Les consignes ▸
A: D'après l'article sur la manifestation de Perama, combien de membres du KKE collaient des affiches ?
B: Recopiez le passage de l'article sur la manifestation de Perama, en commençant à "Des milliers de manifestants ont" et en terminant à "Grèce (KKE) stalinien.".

───── Section du document ─────

Grèce : des milliers de manifestants contre les fascistes d'Aube dorée après une attaque menée contre le KKE

Des milliers de manifestants ont défilé vendredi soir à Perama, un quartier ouvrier situé à une vingtaine de kilomètres du centre d'Athènes, contre une attaque violente ayant eu lieu la nuit précédente de la part d'une cinquantaine de nervis du parti Aube dorée contre des membres du Parti communiste de Grèce (KKE) stalinien.

Les trente membres du KKE collaient des affiches pour annoncer le prochain festival de l'organisation de jeunesse du parti. D'après le journal quotidien Eleftherotypia, les fascistes ont « insulté les membres du KKE puis ont commencé à s'en prendre physiquement à toute personne qui se trouvait devant eux avec des pieds-de-biche et des bâtons sur lesquels étaient fixés des clous, des vis et toutes sortes d'objets tranchants. Ils ont également endommagé sérieusement des voitures des membres du KKE. »

───── Extraits des lignes ─────

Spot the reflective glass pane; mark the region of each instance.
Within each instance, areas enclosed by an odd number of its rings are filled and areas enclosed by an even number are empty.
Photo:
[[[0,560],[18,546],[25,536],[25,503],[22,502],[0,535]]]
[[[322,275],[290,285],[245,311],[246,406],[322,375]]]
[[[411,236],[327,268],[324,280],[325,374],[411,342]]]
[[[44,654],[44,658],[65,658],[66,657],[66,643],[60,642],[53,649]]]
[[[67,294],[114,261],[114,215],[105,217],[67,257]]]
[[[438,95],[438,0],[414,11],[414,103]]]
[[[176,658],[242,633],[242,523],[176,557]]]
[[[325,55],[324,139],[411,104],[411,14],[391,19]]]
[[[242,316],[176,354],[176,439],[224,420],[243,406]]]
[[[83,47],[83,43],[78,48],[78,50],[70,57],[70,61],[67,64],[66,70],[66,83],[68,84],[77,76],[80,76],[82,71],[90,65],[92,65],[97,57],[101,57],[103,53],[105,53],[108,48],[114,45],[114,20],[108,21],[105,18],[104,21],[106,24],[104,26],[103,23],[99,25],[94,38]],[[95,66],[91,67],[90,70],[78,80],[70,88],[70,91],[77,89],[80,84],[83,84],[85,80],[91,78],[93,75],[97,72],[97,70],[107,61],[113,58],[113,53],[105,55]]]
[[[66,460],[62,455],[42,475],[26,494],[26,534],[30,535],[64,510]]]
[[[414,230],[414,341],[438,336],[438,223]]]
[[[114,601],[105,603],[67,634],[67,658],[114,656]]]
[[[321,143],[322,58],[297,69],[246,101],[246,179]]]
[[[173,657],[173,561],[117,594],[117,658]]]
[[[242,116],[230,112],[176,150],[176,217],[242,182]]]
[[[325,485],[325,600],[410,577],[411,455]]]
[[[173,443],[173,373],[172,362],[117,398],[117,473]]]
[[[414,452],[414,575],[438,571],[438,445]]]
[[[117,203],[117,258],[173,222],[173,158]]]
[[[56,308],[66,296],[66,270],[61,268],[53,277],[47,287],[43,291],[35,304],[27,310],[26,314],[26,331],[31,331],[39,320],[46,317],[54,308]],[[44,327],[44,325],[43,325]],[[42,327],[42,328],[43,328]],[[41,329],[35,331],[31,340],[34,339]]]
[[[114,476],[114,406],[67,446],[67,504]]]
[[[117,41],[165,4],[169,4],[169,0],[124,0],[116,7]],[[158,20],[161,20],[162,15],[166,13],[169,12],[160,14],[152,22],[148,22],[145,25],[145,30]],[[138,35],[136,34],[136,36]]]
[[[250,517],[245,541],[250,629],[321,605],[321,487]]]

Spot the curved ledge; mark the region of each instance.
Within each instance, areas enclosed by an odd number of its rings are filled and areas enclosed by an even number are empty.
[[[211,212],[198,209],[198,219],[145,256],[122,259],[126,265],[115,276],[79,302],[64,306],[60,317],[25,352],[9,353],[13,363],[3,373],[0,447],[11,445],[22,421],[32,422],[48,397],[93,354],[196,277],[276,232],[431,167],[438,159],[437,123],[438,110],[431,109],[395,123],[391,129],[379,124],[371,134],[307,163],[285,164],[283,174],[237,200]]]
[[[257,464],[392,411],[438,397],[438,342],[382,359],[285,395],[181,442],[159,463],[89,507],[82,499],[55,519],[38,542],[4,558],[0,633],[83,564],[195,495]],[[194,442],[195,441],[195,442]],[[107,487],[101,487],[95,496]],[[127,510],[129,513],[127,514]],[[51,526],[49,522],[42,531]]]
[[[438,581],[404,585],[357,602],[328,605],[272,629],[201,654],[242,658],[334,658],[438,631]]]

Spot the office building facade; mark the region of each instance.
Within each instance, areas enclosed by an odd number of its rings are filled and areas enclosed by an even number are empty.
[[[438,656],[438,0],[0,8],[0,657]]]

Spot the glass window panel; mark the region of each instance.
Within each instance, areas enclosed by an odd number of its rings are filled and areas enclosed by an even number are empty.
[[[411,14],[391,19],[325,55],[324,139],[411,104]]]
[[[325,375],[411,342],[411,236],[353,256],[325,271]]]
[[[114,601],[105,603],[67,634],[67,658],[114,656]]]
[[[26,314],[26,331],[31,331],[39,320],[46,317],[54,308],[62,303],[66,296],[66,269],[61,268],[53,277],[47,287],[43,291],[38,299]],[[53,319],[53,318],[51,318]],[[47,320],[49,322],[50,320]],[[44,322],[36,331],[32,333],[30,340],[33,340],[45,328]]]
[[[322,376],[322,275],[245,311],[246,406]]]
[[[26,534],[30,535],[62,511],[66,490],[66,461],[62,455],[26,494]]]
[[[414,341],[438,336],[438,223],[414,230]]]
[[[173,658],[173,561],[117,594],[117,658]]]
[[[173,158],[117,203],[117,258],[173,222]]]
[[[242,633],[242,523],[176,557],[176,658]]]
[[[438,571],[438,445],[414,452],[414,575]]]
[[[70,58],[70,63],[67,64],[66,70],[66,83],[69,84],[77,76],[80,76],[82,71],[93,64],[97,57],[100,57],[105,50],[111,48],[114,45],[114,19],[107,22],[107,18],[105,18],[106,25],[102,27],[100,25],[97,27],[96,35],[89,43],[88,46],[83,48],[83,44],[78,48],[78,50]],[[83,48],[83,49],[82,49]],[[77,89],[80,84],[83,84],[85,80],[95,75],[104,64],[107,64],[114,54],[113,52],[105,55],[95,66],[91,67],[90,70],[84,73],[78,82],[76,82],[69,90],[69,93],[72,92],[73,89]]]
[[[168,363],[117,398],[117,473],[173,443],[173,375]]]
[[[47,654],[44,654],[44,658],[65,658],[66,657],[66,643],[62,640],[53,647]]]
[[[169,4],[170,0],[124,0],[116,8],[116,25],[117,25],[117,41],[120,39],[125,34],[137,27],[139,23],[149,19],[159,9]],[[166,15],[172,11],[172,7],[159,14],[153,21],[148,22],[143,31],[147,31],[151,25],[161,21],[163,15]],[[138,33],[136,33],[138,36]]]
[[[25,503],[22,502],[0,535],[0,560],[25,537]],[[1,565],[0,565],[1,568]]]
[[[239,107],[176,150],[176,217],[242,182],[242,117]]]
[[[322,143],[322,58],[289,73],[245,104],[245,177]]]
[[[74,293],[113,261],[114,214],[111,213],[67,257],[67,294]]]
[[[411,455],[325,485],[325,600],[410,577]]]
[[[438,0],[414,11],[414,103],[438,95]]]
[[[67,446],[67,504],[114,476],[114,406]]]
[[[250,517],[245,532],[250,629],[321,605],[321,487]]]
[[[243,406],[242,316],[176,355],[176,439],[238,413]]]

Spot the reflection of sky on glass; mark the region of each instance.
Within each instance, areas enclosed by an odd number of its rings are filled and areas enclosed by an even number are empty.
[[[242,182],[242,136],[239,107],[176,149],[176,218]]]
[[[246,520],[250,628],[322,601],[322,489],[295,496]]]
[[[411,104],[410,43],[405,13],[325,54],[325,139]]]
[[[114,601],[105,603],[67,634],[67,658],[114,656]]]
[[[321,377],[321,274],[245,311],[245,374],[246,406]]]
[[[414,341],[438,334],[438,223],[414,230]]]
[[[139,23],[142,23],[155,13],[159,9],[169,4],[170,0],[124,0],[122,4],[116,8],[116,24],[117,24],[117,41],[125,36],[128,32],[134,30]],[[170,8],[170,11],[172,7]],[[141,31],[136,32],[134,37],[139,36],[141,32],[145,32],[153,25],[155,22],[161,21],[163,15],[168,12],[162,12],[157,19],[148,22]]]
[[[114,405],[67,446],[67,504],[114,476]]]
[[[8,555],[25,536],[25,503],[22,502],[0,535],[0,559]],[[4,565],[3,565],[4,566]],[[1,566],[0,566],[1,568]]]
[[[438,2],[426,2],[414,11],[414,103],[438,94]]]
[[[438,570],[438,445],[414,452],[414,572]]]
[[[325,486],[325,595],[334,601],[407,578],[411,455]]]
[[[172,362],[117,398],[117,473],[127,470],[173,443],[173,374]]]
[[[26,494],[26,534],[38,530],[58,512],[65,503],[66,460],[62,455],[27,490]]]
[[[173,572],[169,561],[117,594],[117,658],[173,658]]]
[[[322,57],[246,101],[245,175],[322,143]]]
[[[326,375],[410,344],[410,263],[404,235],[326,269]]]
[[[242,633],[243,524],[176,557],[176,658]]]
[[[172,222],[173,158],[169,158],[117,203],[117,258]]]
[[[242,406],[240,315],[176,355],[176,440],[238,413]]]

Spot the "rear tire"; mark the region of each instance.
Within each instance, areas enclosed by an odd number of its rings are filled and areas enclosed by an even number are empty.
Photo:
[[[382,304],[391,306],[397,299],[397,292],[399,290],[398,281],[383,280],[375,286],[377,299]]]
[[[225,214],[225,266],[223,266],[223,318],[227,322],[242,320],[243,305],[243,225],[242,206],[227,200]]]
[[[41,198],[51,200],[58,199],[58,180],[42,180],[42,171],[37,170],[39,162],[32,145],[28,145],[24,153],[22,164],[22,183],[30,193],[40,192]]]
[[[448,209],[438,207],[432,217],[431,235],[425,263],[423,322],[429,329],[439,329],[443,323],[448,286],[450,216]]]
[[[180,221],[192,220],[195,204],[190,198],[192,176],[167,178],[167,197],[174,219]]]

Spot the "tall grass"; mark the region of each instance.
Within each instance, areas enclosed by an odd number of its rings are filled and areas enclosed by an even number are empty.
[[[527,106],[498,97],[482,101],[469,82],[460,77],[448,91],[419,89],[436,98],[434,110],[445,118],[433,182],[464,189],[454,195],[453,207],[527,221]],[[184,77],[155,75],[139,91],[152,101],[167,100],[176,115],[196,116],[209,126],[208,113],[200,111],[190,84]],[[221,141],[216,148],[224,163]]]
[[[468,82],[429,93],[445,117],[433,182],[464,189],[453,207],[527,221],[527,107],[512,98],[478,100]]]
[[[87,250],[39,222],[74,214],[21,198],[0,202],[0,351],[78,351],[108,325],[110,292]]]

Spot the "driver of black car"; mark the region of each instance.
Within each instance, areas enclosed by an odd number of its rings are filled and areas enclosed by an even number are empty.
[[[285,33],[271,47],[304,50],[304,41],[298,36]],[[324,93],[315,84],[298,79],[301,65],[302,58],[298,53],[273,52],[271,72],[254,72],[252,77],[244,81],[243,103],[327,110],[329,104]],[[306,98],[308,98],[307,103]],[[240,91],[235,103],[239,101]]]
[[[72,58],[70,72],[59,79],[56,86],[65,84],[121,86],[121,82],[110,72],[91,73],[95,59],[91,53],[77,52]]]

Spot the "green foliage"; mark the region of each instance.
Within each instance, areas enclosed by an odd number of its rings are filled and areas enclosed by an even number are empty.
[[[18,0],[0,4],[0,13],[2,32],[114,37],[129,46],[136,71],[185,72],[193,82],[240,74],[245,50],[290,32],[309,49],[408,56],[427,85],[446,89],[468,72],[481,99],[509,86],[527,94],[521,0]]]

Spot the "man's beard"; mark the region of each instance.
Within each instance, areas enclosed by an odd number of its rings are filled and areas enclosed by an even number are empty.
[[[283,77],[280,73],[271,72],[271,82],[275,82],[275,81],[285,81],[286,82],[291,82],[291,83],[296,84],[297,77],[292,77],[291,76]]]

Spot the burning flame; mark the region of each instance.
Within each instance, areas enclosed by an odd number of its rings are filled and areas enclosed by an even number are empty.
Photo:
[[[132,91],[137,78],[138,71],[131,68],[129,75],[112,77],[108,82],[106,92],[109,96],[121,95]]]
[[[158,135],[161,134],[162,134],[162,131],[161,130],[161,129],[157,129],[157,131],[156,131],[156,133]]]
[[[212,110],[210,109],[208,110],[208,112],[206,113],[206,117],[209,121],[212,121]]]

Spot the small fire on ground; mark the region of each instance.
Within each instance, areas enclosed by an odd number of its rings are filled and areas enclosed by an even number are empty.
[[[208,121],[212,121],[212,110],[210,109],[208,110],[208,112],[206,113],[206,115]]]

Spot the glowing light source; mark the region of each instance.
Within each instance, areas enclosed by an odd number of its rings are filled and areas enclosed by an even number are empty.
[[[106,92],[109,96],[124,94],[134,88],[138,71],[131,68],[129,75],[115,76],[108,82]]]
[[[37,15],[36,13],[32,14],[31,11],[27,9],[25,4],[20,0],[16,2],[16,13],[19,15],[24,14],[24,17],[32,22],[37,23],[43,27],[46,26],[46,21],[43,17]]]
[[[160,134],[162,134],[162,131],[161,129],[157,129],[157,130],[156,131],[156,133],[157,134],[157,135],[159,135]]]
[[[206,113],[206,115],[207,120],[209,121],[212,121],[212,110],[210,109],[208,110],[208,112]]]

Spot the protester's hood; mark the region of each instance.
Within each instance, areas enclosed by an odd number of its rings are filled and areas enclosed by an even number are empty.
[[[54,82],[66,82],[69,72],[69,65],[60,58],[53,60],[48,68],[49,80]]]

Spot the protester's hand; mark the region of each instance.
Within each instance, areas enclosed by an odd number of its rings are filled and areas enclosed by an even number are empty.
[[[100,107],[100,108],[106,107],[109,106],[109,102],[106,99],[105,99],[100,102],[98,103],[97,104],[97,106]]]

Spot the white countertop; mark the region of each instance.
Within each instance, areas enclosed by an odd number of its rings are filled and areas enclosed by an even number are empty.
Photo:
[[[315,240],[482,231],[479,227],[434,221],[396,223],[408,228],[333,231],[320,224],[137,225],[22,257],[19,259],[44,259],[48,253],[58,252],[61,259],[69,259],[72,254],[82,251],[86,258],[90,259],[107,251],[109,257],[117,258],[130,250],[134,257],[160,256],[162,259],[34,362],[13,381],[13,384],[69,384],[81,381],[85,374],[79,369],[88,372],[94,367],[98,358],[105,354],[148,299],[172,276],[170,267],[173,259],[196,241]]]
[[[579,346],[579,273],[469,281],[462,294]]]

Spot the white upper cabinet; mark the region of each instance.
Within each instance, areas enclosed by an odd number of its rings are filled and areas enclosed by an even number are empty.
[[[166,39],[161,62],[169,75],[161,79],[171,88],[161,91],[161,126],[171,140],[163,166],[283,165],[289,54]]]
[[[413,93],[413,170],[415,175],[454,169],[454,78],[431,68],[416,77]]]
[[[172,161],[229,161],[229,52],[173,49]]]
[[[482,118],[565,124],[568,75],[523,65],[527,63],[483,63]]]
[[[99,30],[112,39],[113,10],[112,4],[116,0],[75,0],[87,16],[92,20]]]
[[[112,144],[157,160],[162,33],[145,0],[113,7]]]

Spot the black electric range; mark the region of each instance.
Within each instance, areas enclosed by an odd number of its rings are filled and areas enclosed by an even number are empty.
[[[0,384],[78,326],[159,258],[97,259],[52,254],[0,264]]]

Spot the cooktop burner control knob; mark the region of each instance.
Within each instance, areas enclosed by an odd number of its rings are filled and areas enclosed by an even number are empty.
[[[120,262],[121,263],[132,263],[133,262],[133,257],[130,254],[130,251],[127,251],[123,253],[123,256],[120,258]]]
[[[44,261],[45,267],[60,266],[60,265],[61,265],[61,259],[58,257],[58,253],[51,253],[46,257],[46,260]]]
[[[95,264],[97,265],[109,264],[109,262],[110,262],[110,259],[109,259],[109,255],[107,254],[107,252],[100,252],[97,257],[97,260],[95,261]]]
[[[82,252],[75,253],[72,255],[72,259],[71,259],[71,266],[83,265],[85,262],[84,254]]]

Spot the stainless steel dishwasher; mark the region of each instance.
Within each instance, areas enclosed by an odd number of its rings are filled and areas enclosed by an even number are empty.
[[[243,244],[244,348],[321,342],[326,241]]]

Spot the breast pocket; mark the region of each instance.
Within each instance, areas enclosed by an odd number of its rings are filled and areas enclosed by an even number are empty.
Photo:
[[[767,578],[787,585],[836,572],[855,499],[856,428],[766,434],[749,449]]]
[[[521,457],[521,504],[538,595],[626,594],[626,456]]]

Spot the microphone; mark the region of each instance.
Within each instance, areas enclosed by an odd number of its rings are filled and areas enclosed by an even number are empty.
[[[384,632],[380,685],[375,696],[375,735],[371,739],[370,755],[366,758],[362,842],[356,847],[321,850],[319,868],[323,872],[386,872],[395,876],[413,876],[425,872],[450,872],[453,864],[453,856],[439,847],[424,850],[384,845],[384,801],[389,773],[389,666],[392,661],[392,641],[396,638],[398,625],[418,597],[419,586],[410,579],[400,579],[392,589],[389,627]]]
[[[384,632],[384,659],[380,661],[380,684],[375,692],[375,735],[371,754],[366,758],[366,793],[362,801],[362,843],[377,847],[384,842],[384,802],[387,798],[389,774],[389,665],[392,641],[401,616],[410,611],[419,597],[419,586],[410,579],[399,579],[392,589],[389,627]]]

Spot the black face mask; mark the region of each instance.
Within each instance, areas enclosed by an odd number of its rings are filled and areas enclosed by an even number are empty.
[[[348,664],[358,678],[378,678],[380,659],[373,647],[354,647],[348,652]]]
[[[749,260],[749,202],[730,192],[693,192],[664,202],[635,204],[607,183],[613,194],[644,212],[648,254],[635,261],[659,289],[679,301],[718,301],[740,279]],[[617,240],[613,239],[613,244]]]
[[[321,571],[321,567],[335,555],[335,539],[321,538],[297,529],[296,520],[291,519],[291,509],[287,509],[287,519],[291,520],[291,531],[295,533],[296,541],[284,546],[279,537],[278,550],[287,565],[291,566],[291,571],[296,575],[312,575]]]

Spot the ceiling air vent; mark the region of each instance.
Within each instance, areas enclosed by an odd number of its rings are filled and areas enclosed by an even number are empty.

─────

Les réponses ▸
A: Trente membres du KKE.

B:
Des milliers de manifestants ont défilé vendredi soir à Perama, un quartier ouvrier situé à une vingtaine de kilomètres du centre d'Athènes, contre une attaque violente ayant eu lieu la nuit précédente de la part d'une cinquantaine de nervis du parti Aube dorée contre des membres du Parti communiste de Grèce (KKE) stalinien.